Additional notations can help visualize this. Materialistic goods and services are produced by combining a set of inputs \({\mathscr{B}}\) featuring the economy and business, which, for simplicity, include labor and capital. The level of total factor productivity \({\mathscr{A}}\) combines the various outputs of science, education, technology and discoveries of all kinds denoted by \({\mathscr{B}}\):

$${Y}^{M}={\mathscr{A}}f({\mathscr{B}}).$$
(1)

while the second component \({Y}^{I}\) mostly depends on the number of famous individuals in creative activities. Last, the consumption vector \(\overrightarrow{{\mathscr{C}}}=({C}^{M},\,{C}^{I}{)}^{{\rm{{\prime} }}}\) is only a fraction \((1-\tau )\) of the amount of global wealth as follows:

$$\overrightarrow{{\mathscr{C}}}=\overrightarrow{{\mathscr{C}}}[(1-\tau )({Y}^{M}+{Y}^{I})],$$
(2)

where \((1-\tau )\) is typically determined by the way a society is governed by politicians, military, religious authorities, noble people, and τ is an administration tax, featuring more or less efficient societies and resources diversion10. The demand function \(\overrightarrow{{\mathscr{C}}}\) is such that the first dimension (M) is a necessity good and the second dimension (I) gets a higher demand as income and wealth grow. This framework will help us understand long-run trends in the relative importance of different fields among notable individuals: each broad occupation defined later in the data will be associated with one of the theoretical concepts from the paragraphs above.

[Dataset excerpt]
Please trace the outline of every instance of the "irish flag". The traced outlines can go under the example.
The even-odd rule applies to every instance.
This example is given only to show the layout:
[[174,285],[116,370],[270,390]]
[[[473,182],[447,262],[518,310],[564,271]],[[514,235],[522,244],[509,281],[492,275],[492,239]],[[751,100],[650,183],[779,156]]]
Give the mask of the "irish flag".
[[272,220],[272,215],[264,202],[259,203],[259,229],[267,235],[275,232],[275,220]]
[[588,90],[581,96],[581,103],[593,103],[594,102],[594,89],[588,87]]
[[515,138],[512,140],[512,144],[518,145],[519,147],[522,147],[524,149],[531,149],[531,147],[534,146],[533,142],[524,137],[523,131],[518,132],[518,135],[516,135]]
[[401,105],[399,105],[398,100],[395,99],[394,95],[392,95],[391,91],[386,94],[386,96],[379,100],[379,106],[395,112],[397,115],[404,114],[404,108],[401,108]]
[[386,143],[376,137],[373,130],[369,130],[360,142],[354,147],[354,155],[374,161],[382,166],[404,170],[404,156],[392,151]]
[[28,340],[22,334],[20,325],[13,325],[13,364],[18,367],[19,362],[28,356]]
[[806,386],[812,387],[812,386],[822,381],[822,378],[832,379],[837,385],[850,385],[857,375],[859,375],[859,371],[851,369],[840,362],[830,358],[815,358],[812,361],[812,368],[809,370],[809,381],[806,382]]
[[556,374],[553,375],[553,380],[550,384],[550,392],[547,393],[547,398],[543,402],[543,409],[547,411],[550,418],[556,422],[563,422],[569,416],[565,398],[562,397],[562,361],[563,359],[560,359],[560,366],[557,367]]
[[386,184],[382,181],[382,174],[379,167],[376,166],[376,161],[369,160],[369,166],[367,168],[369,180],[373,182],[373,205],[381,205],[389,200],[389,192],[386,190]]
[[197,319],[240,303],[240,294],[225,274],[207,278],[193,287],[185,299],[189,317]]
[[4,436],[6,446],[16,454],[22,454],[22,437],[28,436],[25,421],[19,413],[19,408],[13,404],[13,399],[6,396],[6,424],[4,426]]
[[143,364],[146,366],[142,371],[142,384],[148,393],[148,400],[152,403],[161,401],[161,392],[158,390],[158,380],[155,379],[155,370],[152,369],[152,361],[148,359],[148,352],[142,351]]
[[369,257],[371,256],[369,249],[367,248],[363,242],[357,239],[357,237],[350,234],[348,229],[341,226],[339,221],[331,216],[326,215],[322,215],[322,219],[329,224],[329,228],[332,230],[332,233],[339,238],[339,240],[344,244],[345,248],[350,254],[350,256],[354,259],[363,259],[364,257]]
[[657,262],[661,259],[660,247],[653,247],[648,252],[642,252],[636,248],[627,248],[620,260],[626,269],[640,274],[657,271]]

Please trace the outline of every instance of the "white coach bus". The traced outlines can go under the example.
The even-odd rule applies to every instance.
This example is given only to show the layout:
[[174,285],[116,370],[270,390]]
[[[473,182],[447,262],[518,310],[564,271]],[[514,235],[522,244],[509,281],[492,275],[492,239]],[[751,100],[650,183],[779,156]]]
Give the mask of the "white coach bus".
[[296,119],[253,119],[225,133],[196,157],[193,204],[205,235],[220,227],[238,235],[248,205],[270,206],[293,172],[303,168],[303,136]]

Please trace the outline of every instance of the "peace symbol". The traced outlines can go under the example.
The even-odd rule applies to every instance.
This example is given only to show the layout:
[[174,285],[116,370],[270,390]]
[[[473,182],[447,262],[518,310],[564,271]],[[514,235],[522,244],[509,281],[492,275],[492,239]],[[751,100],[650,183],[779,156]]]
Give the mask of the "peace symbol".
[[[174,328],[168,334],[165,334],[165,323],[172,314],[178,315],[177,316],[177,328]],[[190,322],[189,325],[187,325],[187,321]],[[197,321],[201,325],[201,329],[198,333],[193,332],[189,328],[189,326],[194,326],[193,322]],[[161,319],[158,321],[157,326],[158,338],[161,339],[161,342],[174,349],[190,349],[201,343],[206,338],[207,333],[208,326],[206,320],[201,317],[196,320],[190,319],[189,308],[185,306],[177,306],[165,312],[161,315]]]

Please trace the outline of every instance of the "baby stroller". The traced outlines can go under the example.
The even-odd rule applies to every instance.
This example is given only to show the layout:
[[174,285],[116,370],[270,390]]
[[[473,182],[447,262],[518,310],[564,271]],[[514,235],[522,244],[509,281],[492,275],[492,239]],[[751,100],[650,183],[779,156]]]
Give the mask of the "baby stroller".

(WORK TO DO) Continue the passage on material and intangible output, picking up after its last sentence. These records come from a different source than the text.

(TASK OUTPUT)
Preview of the data

The database is organized as follows: each row corresponds to one individual, with a name and the unique identifier (section Extracting raw data from Wikidata and Wikipedia), the birth date and gender (section Demographics: birth, death and gender), an imputation if missing, a range if known from a decade or century, up to two fields called domains of influence and an estimated weight for each domain (section Domains of influence and occupations), birthplace and death place, longitude and latitude (section Data records), a proxy for citizenship (section Citizenship) and a notability index calculated from 5 variables (section Measuring notability). The sample choice is described in section Extracting biographic information from a restricted sample.

Extracting raw data from Wikidata and Wikipedia

To build the most comprehensive, reliable database about notable individuals, and organize it in a way that can be later used by social scientists, we consider two main sources of information: information from Wikidata and information contained in 7 language editions of Wikipedia. We extract key information on humans present either in one or both sources, and then merge this information to avoid 1) dealing with duplicate individuals and 2) cross-verify the information contained in both universes.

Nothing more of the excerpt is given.